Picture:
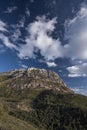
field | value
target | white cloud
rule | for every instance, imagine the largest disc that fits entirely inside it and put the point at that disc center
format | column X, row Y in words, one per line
column 27, row 12
column 39, row 38
column 51, row 64
column 32, row 1
column 2, row 49
column 7, row 42
column 76, row 33
column 3, row 26
column 24, row 66
column 78, row 70
column 10, row 9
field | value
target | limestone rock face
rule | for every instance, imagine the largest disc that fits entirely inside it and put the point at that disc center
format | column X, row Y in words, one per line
column 34, row 78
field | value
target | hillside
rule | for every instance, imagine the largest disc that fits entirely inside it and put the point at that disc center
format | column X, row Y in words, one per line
column 37, row 99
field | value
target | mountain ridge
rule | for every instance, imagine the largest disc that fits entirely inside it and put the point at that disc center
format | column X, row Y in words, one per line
column 35, row 78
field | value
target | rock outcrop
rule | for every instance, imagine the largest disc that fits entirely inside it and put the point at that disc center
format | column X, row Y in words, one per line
column 34, row 78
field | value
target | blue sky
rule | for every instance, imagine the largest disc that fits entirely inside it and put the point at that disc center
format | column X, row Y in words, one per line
column 50, row 34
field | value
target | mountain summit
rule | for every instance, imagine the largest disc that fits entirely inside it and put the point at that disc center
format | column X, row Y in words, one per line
column 38, row 99
column 34, row 78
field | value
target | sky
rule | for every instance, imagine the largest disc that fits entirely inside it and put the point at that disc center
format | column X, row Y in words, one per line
column 49, row 34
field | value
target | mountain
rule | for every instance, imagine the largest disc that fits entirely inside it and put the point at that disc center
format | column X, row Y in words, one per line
column 34, row 79
column 38, row 99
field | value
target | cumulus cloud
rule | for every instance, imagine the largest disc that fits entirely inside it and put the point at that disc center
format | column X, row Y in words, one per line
column 10, row 9
column 7, row 42
column 3, row 26
column 51, row 64
column 39, row 39
column 27, row 12
column 78, row 70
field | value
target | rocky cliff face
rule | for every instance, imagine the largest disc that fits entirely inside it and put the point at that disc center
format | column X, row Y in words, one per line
column 34, row 79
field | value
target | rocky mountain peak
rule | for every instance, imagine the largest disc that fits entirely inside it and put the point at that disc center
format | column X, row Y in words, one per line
column 34, row 78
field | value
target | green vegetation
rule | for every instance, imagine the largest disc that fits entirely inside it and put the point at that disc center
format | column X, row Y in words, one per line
column 40, row 109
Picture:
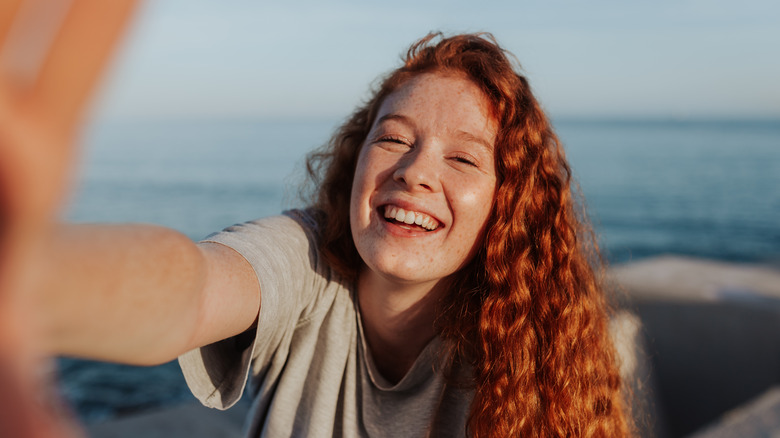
+ + + +
Exercise requirements -
Output each entry exactly. Skip the pictures.

Written response -
Picture:
field | value
target | white cloud
rule | for every instance, imagine the largest disc that fits entirely inside it and put the point at that disc center
format | column X, row Y in words, one per line
column 27, row 12
column 39, row 38
column 51, row 64
column 32, row 1
column 2, row 49
column 7, row 42
column 76, row 33
column 3, row 26
column 24, row 66
column 78, row 70
column 10, row 9
field | value
target | limestone rock face
rule | for every instance, imagine the largest disc that fits entirely inside it and put the point at that disc center
format | column X, row Y in words, one per line
column 34, row 78
field | value
target | hillside
rule | for every instance, imagine the largest disc that fits entirely inside it and put the point at that disc center
format | column X, row Y in words, one per line
column 37, row 99
field | value
target | mountain ridge
rule | for every instance, imagine the largest disc that fits entirely inside it and put the point at that disc center
format | column X, row Y in words, one per line
column 35, row 78
field | value
target | rock outcrop
rule | for every instance, imagine the largest disc that fits entirely inside it and put the point at that disc center
format | column X, row Y in words, one per line
column 34, row 78
field | value
target | blue sky
rule | for every instance, imagine the largest disc that fits entirely inside it and put the point at that disc center
format | column X, row Y in words, one per line
column 50, row 34
field | value
target | mountain summit
rule | for every instance, imagine the largest disc that fits entirely inside it and put the point at that disc center
format | column X, row Y in words, one per line
column 38, row 99
column 34, row 78
field | value
target | sky
rule | for every instance, imagine the largest disc that fits entirely inside it and put the point at that disc center
format | column X, row Y in words, one per line
column 49, row 34
field | value
target | mountain
rule | for every instance, imagine the largest disc that fits entirely inside it and put the point at that disc center
format | column X, row Y in words, one per line
column 34, row 79
column 38, row 99
field | value
target | cumulus cloud
rule | for every instance, imagine the largest disc that fits entirely inside it and put the point at that disc center
format | column X, row Y in words, one per line
column 10, row 9
column 7, row 42
column 3, row 26
column 51, row 64
column 39, row 39
column 27, row 12
column 78, row 70
field | value
target | rocky cliff face
rule | for every instance, imagine the largest disc that fits entirely inside it and put the point at that disc center
format | column X, row Y in words, one per line
column 34, row 79
field | value
target | rocky mountain peak
rule | for every instance, imagine the largest disc that fits entirely inside it and put the point at that disc center
format | column X, row Y in words, one per line
column 34, row 78
field | value
target | green vegetation
rule | for every instance, imagine the largest disc that fits entirely inside it and put the point at that disc center
format | column X, row Y in words, one per line
column 40, row 109
Picture:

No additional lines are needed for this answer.